● To do:
Print the data that follows exactly.

* BEGIN *

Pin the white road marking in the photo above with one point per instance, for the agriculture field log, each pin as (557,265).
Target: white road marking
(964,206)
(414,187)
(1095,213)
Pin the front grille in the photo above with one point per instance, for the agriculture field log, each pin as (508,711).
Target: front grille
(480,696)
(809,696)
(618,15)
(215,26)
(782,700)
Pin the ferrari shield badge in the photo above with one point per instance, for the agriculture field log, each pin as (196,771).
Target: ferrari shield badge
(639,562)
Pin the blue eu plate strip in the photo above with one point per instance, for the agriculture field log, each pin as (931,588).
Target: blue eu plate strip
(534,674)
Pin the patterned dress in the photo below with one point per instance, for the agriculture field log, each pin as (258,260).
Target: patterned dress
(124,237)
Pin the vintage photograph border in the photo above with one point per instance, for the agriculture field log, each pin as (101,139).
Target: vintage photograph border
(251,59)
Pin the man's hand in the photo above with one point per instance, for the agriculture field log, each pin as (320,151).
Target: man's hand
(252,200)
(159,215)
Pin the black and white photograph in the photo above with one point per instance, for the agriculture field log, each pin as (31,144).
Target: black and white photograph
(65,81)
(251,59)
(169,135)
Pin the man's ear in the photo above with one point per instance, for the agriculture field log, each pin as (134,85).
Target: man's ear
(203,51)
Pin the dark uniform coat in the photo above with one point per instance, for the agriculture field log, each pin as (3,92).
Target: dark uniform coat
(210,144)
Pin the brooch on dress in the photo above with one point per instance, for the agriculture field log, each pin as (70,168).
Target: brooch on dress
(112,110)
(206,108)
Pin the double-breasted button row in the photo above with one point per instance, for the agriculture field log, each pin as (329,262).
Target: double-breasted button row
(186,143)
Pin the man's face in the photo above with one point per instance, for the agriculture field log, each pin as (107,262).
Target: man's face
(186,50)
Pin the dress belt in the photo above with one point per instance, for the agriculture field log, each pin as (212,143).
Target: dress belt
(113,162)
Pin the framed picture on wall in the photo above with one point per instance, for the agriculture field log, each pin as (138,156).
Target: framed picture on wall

* END *

● Solution for this task:
Pin the white road marking in the photo above with one point per instance, for the agriculture field log, each pin as (557,265).
Target: white road marking
(964,206)
(414,187)
(1095,213)
Pin the front grille in the photo above with one point per instance, for the agriculture field log, each pin as (508,711).
Target: front grille
(480,696)
(809,696)
(618,15)
(215,26)
(782,700)
Pin the ferrari shield badge in the photo above with one point per instance, for the agriculture field log, each pin as (196,771).
Target: ferrari shield badge
(639,562)
Pin the blue eu plate strip in the photo above with one point per instance, for the agriculture field log, each pin as (931,588).
Target: blue eu plate strip
(534,674)
Pin the patterned dress in the photo below with one point per instance, for the agriculture field log, each pin as (258,260).
Target: patterned dress
(124,237)
Pin the vintage photograph border in the photo above with one point per instance, for the agriculture field log, each pin as (101,139).
Target: vintage photograph border
(251,59)
Pin the man's hand in the photo above with one point per instance, for the agriculture field log, each pin as (320,151).
Target: man's hand
(252,200)
(159,215)
Pin the black and white photograph in the photo above with one point per instance, for the agriculture field log, each pin as (31,144).
Target: black and white photograph
(65,81)
(251,59)
(169,135)
Pin the man's ear in the photo above with one point per instance, for the agriculture field log, each pin as (134,85).
Target: man's ear
(203,51)
Pin the dark uniform coat in the photo above with one point per instance, for the agriculture field log, each pin as (3,92).
Target: dark uniform coat
(210,144)
Pin the brooch on dress in the photo above with one point per instance, for the agriculture field log, each pin as (70,168).
Target: brooch on dress
(112,110)
(206,108)
Pin the double-breasted button row in the photo above with one point per instance, for the agriculture field log, each pin as (329,262).
Target: double-breasted button row
(186,143)
Pin the man's face in the photo above with one point per instance, for the agriculture field log, each pin as (107,262).
Target: man's face
(186,50)
Pin the dress belt in the photo above with one point per instance, for the agriculture field log, each pin as (212,143).
Target: dress belt
(113,162)
Pin the framed picture on wall in the photo above with one point per instance, for the agriculture field log, each pin as (138,156).
Target: framed picture on wall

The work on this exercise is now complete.